→ Tareas y ejercicios:
• A. Resume el fragmento en dos oraciones.
• B. Responde brevemente a estas preguntas sobre el fragmento:
(i) ¿En qué año se publicó el artículo de Gloria Bodtford Clark?
(ii) ¿Qué dos comedias había pretendido analizar el autor?
(iii) ¿Qué defecto iba a tratar el ensayo que el autor planeaba escribir?

→ Fragmento:
------------------------------
«Entre brackets, el inglés y reinas», por Rodolfo Ruiz

Las ocurrencias ocurren más a menudo de lo que creemos. Mi intención había sido escribir un ensayo titulado “El defeto sospechoso: la halitosis en dos comedias de Juan Ruiz de Alarcón”. Gloria Bodtford Clark se me adelantó con un valioso artículo publicado en 2016: “Juan Ruiz de Alarcón: Impairment as Empowerment in Early Modern Spain”. Aunque la autora no se centra exclusivamente en la halitosis, la incluye entre los defectos (o defetos) que aparecen en las comedias que yo había pretendido analizar: La prueba de las promesas y El examen de maridos. Este hallazgo frustró mis planes y me golpeó el orgullo, pero a la vez me invitó a desviarme de mi propósito inicial y a explorar rumbos íntimos relacionados con la higiene dental, la ortodoncia y ortoprácticas y correciones de vario jaez, partiendo de mis vivencias.
------------------------------
→ Registros del conjunto:
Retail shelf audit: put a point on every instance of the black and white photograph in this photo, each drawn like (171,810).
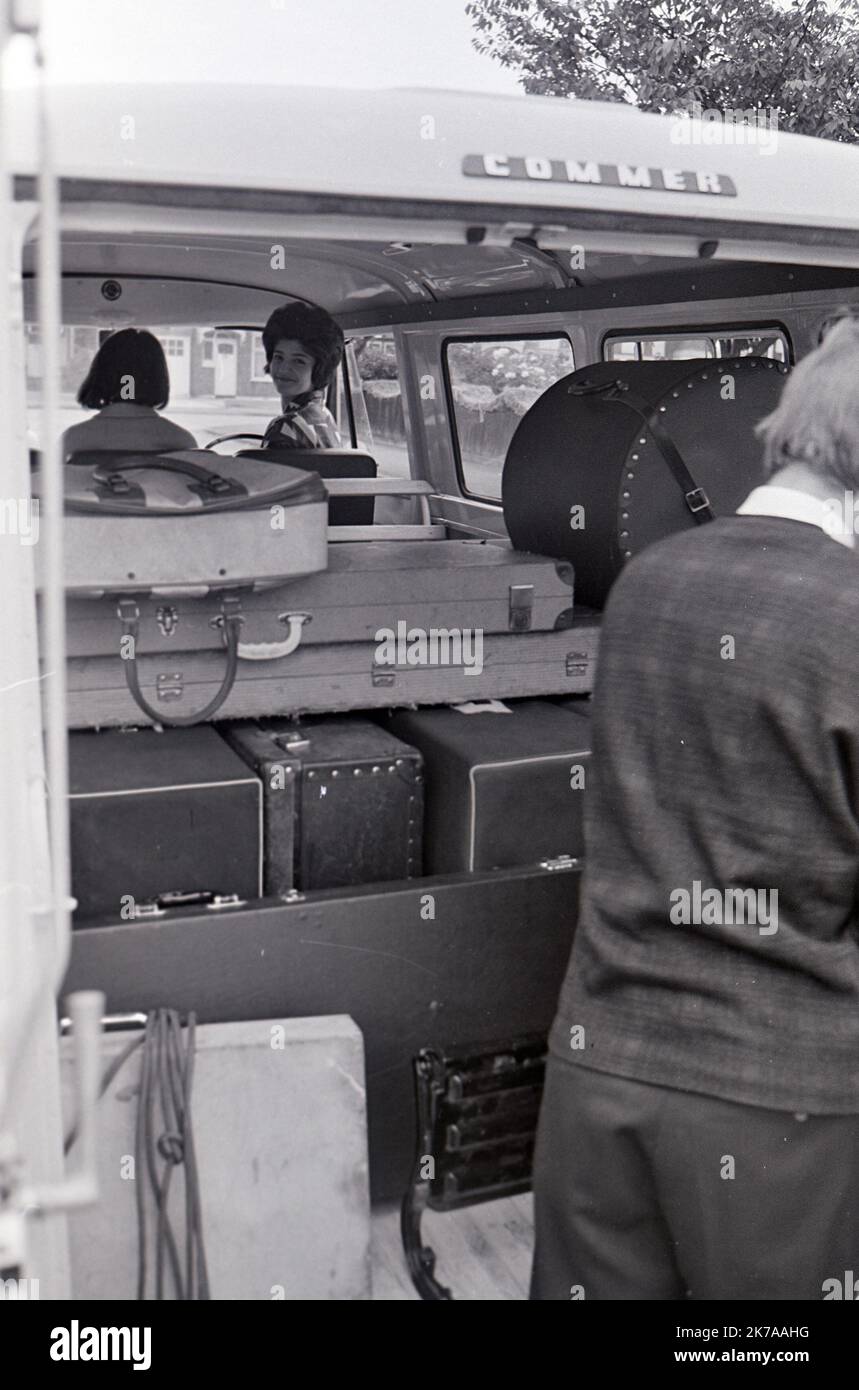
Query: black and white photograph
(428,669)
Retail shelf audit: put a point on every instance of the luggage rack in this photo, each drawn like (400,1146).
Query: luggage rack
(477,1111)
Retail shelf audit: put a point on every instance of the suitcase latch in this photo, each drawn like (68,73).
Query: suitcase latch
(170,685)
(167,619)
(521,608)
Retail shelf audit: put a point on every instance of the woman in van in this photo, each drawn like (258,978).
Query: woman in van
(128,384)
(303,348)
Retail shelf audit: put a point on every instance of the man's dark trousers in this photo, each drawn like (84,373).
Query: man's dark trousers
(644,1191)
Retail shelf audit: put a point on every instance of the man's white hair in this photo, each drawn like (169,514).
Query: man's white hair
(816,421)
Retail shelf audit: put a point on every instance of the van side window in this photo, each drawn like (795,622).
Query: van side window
------------------------------
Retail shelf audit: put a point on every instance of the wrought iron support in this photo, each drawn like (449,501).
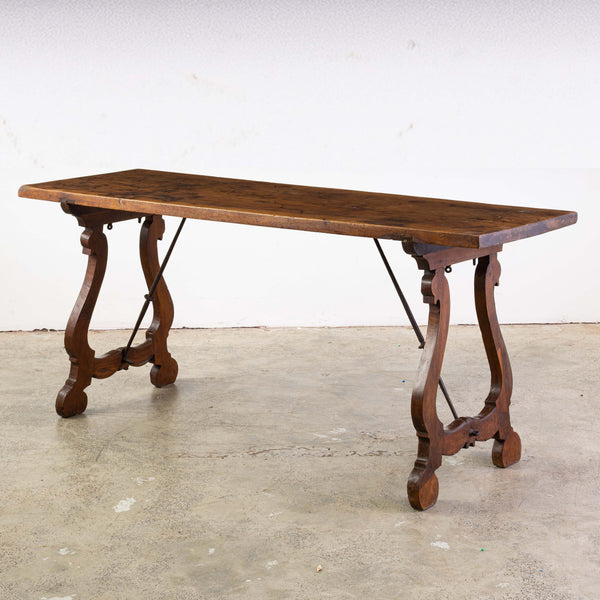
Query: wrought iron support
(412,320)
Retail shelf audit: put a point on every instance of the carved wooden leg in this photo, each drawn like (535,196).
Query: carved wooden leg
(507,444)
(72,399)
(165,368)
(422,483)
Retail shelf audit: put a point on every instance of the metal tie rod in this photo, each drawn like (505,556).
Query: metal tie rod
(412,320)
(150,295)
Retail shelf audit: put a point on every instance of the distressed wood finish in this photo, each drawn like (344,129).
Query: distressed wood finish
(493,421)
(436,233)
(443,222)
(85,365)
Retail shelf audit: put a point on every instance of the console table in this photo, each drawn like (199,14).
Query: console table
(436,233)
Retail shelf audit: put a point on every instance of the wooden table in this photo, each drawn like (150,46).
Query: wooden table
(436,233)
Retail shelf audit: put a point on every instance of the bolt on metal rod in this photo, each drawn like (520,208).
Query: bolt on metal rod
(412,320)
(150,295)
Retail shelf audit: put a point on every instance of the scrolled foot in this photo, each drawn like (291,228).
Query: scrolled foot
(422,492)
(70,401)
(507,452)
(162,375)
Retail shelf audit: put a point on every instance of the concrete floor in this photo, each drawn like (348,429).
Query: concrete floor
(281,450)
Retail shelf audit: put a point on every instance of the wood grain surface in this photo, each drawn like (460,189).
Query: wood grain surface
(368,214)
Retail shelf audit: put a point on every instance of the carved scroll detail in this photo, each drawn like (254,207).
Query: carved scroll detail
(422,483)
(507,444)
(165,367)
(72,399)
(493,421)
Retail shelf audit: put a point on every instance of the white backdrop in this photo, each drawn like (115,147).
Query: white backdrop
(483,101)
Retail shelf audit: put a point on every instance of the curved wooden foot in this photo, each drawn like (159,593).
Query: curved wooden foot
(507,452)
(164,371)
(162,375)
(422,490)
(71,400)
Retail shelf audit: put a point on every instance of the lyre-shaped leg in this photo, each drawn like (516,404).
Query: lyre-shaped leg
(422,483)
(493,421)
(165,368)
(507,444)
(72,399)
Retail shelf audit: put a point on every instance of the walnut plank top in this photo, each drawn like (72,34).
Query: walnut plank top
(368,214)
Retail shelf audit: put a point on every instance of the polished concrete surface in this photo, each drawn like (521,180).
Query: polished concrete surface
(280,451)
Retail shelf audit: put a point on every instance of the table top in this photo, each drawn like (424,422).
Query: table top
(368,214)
------------------------------
→ Respuestas:
• A. Rodolfo Ruiz había planeado escribir un ensayo sobre la halitosis en dos comedias de Juan Ruiz de Alarcón, pero Gloria Bodtford Clark se le adelantó con un artículo de 2016 que incluye la halitosis entre los defectos de esas mismas obras. Este hallazgo frustró sus planes y le golpeó el orgullo, pero también lo invitó a explorar, a partir de sus vivencias, temas íntimos como la higiene dental y la ortodoncia.

• B.
(i) En 2016.
(ii) La prueba de las promesas y El examen de maridos.
(iii) La halitosis.